■ The task
All lines from the entries below that contain the string "wooden" should be copied out.
───── Working data
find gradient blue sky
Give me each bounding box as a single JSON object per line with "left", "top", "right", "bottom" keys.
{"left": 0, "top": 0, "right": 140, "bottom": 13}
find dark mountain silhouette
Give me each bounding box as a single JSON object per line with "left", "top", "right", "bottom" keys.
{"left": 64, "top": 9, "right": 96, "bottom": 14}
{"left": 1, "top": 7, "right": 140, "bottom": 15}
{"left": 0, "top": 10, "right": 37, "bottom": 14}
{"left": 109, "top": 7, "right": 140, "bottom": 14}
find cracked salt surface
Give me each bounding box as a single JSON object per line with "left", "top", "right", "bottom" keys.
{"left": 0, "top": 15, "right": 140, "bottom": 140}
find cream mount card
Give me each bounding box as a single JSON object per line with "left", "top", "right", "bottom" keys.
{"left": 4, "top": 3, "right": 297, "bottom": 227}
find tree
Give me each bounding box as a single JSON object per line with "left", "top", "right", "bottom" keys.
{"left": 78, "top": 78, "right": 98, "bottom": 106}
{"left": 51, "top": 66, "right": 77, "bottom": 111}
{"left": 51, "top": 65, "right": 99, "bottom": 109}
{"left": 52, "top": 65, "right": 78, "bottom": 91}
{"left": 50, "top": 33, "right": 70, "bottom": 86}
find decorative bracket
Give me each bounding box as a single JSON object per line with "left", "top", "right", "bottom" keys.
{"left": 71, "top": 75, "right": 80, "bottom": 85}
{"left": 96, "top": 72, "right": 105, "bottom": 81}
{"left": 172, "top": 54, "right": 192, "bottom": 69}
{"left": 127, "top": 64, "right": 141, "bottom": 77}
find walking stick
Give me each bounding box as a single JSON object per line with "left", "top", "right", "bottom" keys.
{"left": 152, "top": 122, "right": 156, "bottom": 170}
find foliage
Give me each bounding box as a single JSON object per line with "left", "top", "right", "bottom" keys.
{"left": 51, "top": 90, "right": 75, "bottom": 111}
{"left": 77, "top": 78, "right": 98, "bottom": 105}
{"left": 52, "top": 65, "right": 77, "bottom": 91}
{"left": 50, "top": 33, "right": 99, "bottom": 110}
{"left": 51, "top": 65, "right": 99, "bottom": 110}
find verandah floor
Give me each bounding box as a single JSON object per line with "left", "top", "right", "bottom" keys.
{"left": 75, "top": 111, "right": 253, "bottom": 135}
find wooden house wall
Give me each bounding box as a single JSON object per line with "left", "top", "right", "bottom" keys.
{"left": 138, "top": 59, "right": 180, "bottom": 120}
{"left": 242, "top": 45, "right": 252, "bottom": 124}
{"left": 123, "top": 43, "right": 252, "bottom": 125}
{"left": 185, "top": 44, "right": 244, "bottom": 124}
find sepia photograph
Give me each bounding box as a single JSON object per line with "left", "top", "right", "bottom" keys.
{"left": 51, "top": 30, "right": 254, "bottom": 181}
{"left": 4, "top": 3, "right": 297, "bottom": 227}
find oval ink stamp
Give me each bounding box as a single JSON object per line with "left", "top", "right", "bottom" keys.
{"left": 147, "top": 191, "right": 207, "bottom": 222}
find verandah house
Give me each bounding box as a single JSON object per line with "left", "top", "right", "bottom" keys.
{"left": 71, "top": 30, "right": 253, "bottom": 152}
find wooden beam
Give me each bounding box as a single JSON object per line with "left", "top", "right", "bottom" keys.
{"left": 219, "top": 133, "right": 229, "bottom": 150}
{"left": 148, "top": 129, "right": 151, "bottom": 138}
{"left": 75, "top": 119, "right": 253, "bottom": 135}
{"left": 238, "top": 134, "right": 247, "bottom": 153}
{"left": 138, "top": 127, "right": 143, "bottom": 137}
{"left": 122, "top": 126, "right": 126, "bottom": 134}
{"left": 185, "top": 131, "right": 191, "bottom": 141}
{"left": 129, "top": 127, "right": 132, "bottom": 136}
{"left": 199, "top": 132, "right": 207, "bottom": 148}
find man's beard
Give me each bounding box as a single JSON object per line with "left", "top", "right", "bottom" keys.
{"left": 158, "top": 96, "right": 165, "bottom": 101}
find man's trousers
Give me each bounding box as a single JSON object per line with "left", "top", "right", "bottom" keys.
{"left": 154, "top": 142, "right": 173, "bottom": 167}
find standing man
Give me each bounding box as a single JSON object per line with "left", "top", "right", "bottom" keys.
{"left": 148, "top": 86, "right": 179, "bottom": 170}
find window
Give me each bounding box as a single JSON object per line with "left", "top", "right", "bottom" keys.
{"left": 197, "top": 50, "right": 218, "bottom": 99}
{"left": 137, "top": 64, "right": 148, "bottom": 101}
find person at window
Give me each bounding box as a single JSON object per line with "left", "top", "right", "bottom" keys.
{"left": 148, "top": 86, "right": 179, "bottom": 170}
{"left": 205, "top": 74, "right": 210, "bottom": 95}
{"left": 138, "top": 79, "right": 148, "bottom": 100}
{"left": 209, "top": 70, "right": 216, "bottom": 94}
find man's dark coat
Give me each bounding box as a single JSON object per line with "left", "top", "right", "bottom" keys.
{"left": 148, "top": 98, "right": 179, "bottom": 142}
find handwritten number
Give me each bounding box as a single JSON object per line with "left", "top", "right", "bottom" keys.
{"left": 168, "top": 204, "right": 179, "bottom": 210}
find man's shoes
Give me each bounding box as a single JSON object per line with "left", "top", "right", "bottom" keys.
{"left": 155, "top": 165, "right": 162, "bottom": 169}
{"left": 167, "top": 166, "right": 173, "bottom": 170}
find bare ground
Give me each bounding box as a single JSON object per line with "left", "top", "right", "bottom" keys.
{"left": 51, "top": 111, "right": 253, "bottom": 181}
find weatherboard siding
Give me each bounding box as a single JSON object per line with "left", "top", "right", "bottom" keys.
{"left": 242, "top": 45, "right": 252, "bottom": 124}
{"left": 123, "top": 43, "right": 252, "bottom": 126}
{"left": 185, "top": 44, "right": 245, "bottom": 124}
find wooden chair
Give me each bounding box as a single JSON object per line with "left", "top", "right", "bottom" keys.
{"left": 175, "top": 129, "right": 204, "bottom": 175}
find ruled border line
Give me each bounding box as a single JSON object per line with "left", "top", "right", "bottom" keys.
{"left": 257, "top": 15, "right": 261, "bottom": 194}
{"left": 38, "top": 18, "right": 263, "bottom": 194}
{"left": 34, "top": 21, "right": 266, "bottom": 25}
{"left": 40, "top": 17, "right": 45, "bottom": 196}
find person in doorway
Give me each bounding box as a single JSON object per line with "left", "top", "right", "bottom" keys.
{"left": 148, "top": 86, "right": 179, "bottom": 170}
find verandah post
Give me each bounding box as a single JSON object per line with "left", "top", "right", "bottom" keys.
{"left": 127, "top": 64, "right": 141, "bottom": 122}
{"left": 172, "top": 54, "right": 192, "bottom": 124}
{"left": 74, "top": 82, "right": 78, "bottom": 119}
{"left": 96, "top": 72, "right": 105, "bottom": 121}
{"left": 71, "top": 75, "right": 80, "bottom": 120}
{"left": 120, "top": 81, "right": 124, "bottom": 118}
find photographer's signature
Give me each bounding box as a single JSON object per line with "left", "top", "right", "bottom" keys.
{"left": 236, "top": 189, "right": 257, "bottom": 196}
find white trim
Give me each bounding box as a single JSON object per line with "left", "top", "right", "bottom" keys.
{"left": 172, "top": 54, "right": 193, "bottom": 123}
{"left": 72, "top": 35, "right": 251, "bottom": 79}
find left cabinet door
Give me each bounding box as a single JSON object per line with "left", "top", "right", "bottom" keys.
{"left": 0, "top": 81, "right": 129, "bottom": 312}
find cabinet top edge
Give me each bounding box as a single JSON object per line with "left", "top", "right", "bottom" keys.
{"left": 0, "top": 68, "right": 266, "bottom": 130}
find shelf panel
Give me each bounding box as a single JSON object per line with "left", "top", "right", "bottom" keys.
──────────
■ Your solution
find wooden house wall
find wooden beam
find wooden chair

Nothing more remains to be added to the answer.